** begin DOCUMENT SEGMENT **

Stress and Fracture Analyses of Solar Silicon Wafers During Suction Process and Handling

[+] Author and Article Information
S. Saffar

Department of Structural Engineering,
Norwegian University of Science and Technology,
Trondheim 7491, Norway

S. Gouttebroze

SINTEF Materials and Chemistry,
Oslo 0314, Norway

Z. L. Zhang

Department of Structural Engineering,
Norwegian University of Science and Technology,
Trondheim 0314, Norway

Contributed by the Solar Energy Division of ASME for publication in the JOURNAL OF SOLAR ENERGY ENGINEERING: INCLUDING WIND ENERGY AND BUILDING ENERGY CONSERVATION. Manuscript received February 11, 2014; final manuscript received November 24, 2014; published online January 8, 2015. Assoc. Editor: Santiago Silvestre.

** end DOCUMENT SEGMENT **
** begin INFORMATION PROVIDED **

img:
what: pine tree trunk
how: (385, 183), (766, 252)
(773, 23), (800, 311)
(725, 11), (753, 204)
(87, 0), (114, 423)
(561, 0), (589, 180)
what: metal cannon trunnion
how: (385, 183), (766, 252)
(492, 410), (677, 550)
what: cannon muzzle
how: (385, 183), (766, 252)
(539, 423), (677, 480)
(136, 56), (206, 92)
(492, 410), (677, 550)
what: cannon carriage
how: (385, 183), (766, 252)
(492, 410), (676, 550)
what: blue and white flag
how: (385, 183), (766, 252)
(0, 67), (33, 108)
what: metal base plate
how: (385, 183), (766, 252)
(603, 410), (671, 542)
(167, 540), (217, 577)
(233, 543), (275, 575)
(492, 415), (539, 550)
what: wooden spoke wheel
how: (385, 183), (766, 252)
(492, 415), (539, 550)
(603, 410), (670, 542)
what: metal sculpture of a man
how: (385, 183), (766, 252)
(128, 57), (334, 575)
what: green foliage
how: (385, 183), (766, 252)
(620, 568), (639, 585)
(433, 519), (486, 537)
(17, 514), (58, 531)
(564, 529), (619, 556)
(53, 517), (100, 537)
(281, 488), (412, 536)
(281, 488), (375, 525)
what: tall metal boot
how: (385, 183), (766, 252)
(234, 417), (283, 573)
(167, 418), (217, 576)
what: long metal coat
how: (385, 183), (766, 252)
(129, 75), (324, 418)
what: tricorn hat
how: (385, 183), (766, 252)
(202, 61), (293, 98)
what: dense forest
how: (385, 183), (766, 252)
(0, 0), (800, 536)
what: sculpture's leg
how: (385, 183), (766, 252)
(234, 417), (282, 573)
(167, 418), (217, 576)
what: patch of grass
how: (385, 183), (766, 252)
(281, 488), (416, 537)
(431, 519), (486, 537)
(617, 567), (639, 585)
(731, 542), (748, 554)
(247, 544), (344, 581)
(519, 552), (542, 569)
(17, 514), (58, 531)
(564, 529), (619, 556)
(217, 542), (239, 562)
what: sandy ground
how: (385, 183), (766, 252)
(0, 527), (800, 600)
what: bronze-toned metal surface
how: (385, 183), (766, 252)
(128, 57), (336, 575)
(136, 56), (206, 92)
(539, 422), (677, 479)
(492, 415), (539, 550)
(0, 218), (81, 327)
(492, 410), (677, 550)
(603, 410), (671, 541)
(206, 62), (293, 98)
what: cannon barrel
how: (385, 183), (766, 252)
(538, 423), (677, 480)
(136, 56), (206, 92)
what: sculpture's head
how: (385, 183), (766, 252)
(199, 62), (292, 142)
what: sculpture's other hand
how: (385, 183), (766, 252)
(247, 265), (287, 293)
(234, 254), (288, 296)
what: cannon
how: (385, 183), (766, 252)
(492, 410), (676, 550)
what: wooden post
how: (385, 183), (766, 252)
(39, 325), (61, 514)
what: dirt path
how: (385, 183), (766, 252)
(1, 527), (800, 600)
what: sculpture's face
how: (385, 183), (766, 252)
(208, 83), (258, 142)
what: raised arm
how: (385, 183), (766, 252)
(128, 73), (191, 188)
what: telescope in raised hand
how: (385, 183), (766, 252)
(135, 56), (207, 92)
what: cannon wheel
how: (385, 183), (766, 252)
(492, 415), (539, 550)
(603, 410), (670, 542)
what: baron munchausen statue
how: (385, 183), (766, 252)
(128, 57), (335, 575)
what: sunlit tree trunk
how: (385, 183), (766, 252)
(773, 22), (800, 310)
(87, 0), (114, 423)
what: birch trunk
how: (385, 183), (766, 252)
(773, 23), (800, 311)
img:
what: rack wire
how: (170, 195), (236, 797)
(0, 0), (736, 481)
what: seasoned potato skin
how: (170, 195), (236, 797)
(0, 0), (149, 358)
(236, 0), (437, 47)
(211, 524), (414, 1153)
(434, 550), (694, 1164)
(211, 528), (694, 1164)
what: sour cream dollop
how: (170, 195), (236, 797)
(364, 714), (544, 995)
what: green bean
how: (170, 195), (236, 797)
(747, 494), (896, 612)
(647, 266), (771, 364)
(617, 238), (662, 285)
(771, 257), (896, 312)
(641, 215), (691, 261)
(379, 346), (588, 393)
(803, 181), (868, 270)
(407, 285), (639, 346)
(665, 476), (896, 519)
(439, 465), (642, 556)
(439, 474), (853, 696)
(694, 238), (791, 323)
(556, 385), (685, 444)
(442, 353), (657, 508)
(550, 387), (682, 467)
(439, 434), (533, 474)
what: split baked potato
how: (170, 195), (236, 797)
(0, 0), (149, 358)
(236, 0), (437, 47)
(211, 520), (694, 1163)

** end INFORMATION PROVIDED **

* WHAT TO DO *
1. In the solar wafer article information, on what date was the final manuscript received?
2. Reproduce the passage of the solar wafer article information between "S. Gouttebroze" and "Editor: Santiago Silvestre.", inclusive.

* EXERCISE SOLUTIONS *
1. November 24, 2014

2.
S. Gouttebroze

SINTEF Materials and Chemistry,
Oslo 0314, Norway

Z. L. Zhang

Department of Structural Engineering,
Norwegian University of Science and Technology,
Trondheim 0314, Norway

Contributed by the Solar Energy Division of ASME for publication in the JOURNAL OF SOLAR ENERGY ENGINEERING: INCLUDING WIND ENERGY AND BUILDING ENERGY CONSERVATION. Manuscript received February 11, 2014; final manuscript received November 24, 2014; published online January 8, 2015. Assoc. Editor: Santiago Silvestre.